George Bridges Brudenell (23 February 1726 – 1 February 1801) was a British politician who sat in the House of Commons for 36 years from 1754 to 1790.

==Early life==
Brudenall was the son of James Brudenell MP and his wife Susanna Burton, daughter of Bartholomew Burton of North Luffenham, Rutland. He was educated at Hackney and was admitted at Peterhouse, Cambridge on 7 April 1743. He succeeded his father in 1746 and was equerry to King George II from 1746 to 1760.

==Political career==
Brudenell's political career was effectively run by the Earl of Exeter. He was returned unopposed as Member of Parliament for Rutland in a by-election in 1754. In 1756, he received a secret service pension of £500 per year. When King George III came to the throne in 1760, he was offered the renewal of his place as equerry, but did not press to take it. Because Exeter wanted to place his brother at Rutland at the next election Brudenell was transferred to Stamford for the 1761 general election where he was returned unopposed.

PROMPT: According to the text about George Bridges Brudenell, for which constituency was he returned unopposed in a by-election in 1754? The records that follow are separate material and are not connected to the text about George Bridges Brudenell.

Data taken from a collection:

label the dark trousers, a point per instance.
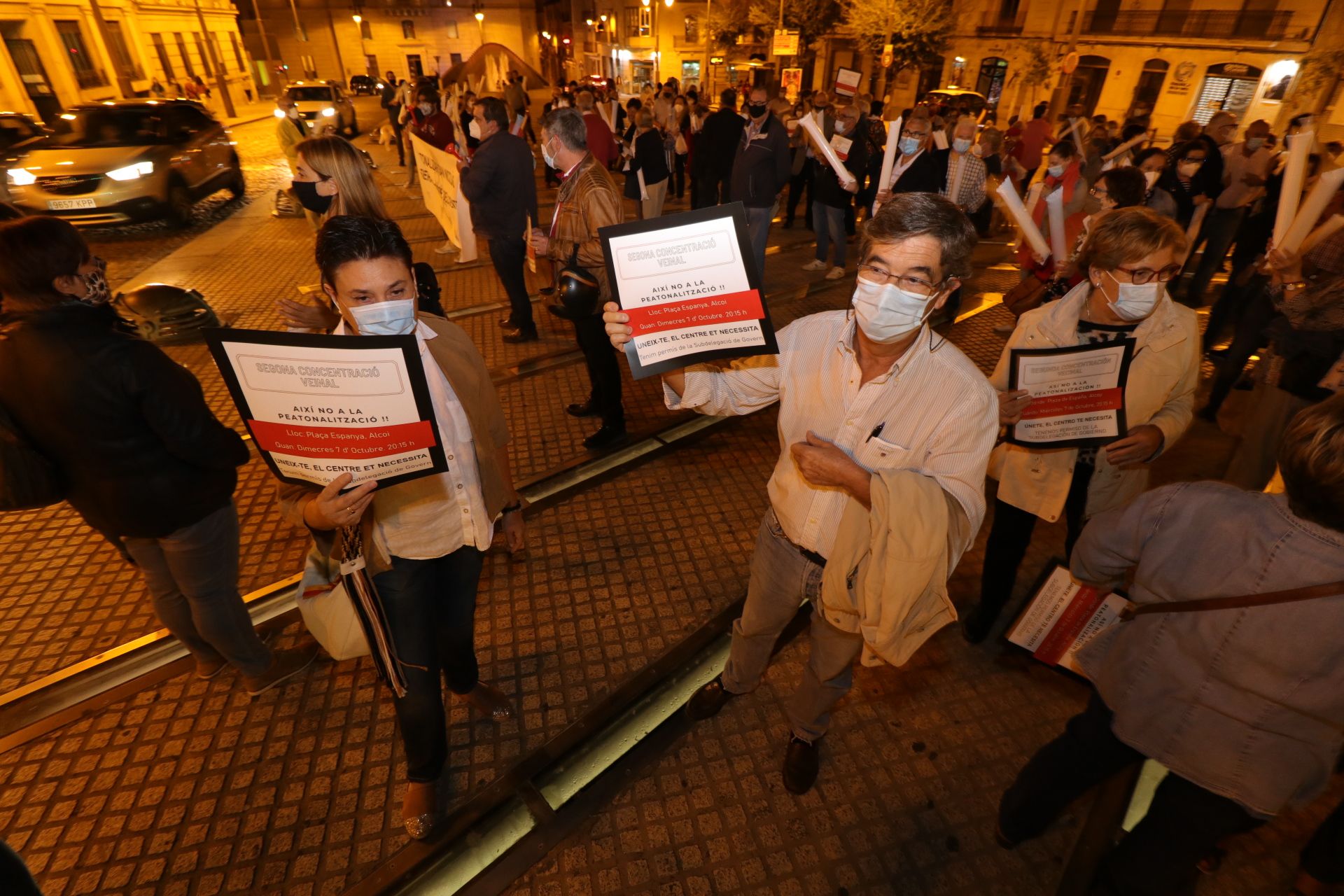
(1011, 535)
(430, 606)
(604, 370)
(1250, 335)
(1159, 858)
(1218, 234)
(1323, 858)
(508, 254)
(397, 127)
(799, 184)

ANSWER AREA: Rutland.